- Challenge a:
Write out the part of the sticker thread below between "## Jimbo 09" and "have terrible adhesive.", inclusive, word for word.

- Text section:

# Stickers sticking



## feedinggrounds (Jul 21, 2009)

Think it would be ok to put clear tape over the no stick stickers? Wiped clean with alcohol and stickers still fall off! Tape sticks but stickers wont.


----------



## Jimbo 09 (Jan 28, 2013)

If you take them back to a place that sells them they will switch them out for new ones. They have to go on smooth plastic and I usually use some superglue when putting them on. On my current quad I cut out a small square of aluminum and riveted it under the rear fenders to give them something good to stick to.


----------



## MossyHorns (Apr 14, 2011)

Never had a problem with the ones they print from a hunting/fishing license machine. I have seen people peel of that type of sticker and place it on another machine. That includes the snowmobile trail pass. The trail passes people get from the dealer have terrible adhesive.


----------



## tito (Apr 27, 2012)

Your probly not really clean. Wash it off with dish soap use a soft brush then alcohol it. Then warm the surface up with a hair drier put it on and heat the sticker up. Press it on there good. No problems ever mines a mudder not going under all the time but its splashed over all the time. Same on the sleds put them on the belly pan where they do run in snow most of the time. Never have lost one and the pans not smooth either. All plastic parts have mold release on them to get them out of the mold you got to get that off


----------

Pointing data excerpts

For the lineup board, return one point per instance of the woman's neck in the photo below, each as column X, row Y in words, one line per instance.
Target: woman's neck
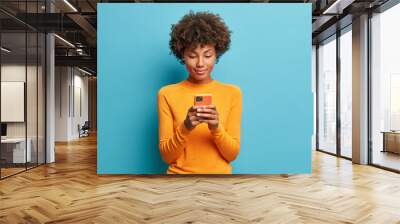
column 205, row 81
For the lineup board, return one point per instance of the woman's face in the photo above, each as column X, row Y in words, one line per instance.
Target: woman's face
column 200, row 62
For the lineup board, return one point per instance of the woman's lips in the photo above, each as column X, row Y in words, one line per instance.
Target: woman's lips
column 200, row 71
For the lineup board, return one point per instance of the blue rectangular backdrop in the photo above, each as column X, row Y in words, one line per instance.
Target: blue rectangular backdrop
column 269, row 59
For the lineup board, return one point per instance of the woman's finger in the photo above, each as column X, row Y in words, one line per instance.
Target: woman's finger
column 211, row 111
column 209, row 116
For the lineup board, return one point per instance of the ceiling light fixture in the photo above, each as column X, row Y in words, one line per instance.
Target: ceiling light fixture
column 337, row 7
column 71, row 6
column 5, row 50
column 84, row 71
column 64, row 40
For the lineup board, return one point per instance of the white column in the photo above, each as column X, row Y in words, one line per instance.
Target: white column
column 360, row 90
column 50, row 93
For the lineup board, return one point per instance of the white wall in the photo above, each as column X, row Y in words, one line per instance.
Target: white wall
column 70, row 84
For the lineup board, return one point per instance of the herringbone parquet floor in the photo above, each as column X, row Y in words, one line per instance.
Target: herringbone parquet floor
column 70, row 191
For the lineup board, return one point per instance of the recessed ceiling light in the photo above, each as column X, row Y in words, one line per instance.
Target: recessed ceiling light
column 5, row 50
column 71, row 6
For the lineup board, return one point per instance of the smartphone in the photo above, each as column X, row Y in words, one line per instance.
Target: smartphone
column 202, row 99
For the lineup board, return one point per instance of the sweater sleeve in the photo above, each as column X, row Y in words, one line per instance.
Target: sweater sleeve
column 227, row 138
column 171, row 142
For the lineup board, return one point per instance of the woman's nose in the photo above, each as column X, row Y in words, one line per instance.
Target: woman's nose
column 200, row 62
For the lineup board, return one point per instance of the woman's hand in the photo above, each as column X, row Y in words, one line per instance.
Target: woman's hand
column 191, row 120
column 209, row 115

- Challenge b:
Convert the lines of the records above, between the lines holding "of the blue" and "column 171, row 142", inclusive, into a JSON list of strings with one string per line and blank lines left out. Return only that list.

- Worked solution a:
## Jimbo 09 (Jan 28, 2013)

If you take them back to a place that sells them they will switch them out for new ones. They have to go on smooth plastic and I usually use some superglue when putting them on. On my current quad I cut out a small square of aluminum and riveted it under the rear fenders to give them something good to stick to.


----------



## MossyHorns (Apr 14, 2011)

Never had a problem with the ones they print from a hunting/fishing license machine. I have seen people peel of that type of sticker and place it on another machine. That includes the snowmobile trail pass. The trail passes people get from the dealer have terrible adhesive.

- Worked solution b:
[
  "For the lineup board, return one point per instance of the blue rectangular backdrop in the photo above, each as column X, row Y in words, one line per instance.",
  "Target: blue rectangular backdrop",
  "column 269, row 59",
  "For the lineup board, return one point per instance of the woman's finger in the photo above, each as column X, row Y in words, one line per instance.",
  "Target: woman's finger",
  "column 211, row 111",
  "column 209, row 116",
  "For the lineup board, return one point per instance of the ceiling light fixture in the photo above, each as column X, row Y in words, one line per instance.",
  "Target: ceiling light fixture",
  "column 337, row 7",
  "column 71, row 6",
  "column 5, row 50",
  "column 84, row 71",
  "column 64, row 40",
  "For the lineup board, return one point per instance of the white column in the photo above, each as column X, row Y in words, one line per instance.",
  "Target: white column",
  "column 360, row 90",
  "column 50, row 93",
  "For the lineup board, return one point per instance of the white wall in the photo above, each as column X, row Y in words, one line per instance.",
  "Target: white wall",
  "column 70, row 84",
  "For the lineup board, return one point per instance of the herringbone parquet floor in the photo above, each as column X, row Y in words, one line per instance.",
  "Target: herringbone parquet floor",
  "column 70, row 191",
  "For the lineup board, return one point per instance of the recessed ceiling light in the photo above, each as column X, row Y in words, one line per instance.",
  "Target: recessed ceiling light",
  "column 5, row 50",
  "column 71, row 6",
  "For the lineup board, return one point per instance of the smartphone in the photo above, each as column X, row Y in words, one line per instance.",
  "Target: smartphone",
  "column 202, row 99",
  "For the lineup board, return one point per instance of the sweater sleeve in the photo above, each as column X, row Y in words, one line per instance.",
  "Target: sweater sleeve",
  "column 227, row 138",
  "column 171, row 142"
]